COMPLETE THE FOLLOWING
a. In the summary below of the study on PDF conversion for RAG, what accuracy did the best automated pipeline reach?
b. Decide whether each statement agrees with the summary below of the study on PDF conversion for RAG. Answer yes or no for each, and quote the deciding words. (i) The corpus held 36 documents totaling 1,706 pages. (ii) LLM-based hierarchy reconstruction beat font-based reconstruction. (iii) The choice of PDF conversion tool mattered more to accuracy than metadata enrichment.
c. Please carry on the summary below of the study on PDF conversion for RAG, beginning after its final sentence.

TEXT PROVIDED
Research & Papers

From PDF to RAG-Ready: Evaluating Document Conversion Frameworks for Domain-Specific Question Answering

A new benchmark reveals that data preparation quality, not just the LLM, is the dominant factor in RAG system performance.

Deep Dive

A team of Portuguese researchers has published a landmark study, "From PDF to RAG-Ready," that systematically evaluates how the quality of document preprocessing impacts the final performance of Retrieval-Augmented Generation (RAG) systems. The study fills a critical gap by moving beyond simple tool comparisons to assess four open-source PDF conversion frameworks—Docling, MinerU, Marker, and DeepSeek OCR—across 19 different processing pipelines. These pipelines varied the conversion tool, cleaning steps, text-splitting strategy, and metadata enrichment. The goal was to measure their direct impact on downstream question-answering accuracy, a metric often overlooked in favor of raw extraction quality.

Evaluation was performed on a corpus of 36 complex Portuguese administrative documents (1,706 pages) using a manually curated 50-question benchmark. An LLM-as-judge scored answers over 10 runs. The results were bounded by two baselines: a naïve PDFLoader (86.9% accuracy) and perfectly curated manual Markdown (97.1%). The top-performing automated pipeline, using the Docling framework with hierarchical splitting and image descriptions, achieved 94.1% accuracy. Crucially, the research found that metadata enrichment and hierarchy-aware chunking contributed more to final accuracy than the choice of the underlying PDF conversion tool. Font-based hierarchy reconstruction consistently outperformed more complex LLM-based approaches.

DATA TO EXAMINE
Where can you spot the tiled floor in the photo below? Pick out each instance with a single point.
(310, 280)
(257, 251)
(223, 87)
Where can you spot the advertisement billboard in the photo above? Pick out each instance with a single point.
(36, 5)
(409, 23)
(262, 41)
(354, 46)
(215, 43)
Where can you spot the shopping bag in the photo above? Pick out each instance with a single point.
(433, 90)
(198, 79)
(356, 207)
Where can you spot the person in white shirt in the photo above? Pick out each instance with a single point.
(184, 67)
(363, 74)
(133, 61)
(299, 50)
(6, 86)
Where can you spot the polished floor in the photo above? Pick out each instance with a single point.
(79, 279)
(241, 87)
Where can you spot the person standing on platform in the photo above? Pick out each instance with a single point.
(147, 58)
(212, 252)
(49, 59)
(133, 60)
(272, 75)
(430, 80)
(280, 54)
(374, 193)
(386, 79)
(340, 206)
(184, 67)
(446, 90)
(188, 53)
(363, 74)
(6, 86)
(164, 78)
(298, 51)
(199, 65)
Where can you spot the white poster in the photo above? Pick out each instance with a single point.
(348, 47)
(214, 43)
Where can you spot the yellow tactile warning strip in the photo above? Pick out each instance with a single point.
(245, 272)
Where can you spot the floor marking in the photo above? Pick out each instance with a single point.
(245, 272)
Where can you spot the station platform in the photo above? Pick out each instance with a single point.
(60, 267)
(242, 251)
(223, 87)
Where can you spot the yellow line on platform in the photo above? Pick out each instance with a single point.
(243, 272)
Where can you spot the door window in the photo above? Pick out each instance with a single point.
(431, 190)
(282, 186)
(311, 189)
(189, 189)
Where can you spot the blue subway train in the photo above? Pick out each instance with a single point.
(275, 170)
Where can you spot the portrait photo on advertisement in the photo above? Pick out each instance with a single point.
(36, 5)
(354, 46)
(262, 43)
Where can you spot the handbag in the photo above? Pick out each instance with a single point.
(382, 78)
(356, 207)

TASK-BY-TASK RESULTS
a. 94.1%

b.
(i) Yes: "a corpus of 36 complex Portuguese administrative documents (1,706 pages)"
(ii) No: "Font-based hierarchy reconstruction consistently outperformed more complex LLM-based approaches."
(iii) No: "metadata enrichment and hierarchy-aware chunking contributed more to final accuracy than the choice of the underlying PDF conversion tool"

c.
The study also delivered a surprising negative result: an exploratory GraphRAG implementation scored only 82%, underperforming basic RAG. This suggests that naïve knowledge graph construction, without proper ontological guidance, adds complexity without justifying it with improved performance. The overarching conclusion is unambiguous: for professionals building RAG applications, investing in high-quality, intelligent data preparation pipelines is more critical for end-user accuracy than simply selecting the most powerful large language model.

Key Points
  • Docling with hierarchical splitting achieved 94.1% accuracy in QA tests, nearly matching manually curated text at 97.1%.
  • Metadata enrichment and smart, hierarchy-aware chunking were more impactful on final accuracy than the choice of PDF conversion tool.
  • An exploratory GraphRAG implementation underperformed, scoring 82% vs. 94.1% for top RAG, showing added complexity isn't always better.

Why It Matters

For AI engineers, this proves that investing in robust data preprocessing pipelines is more critical for RAG success than just swapping to a better LLM.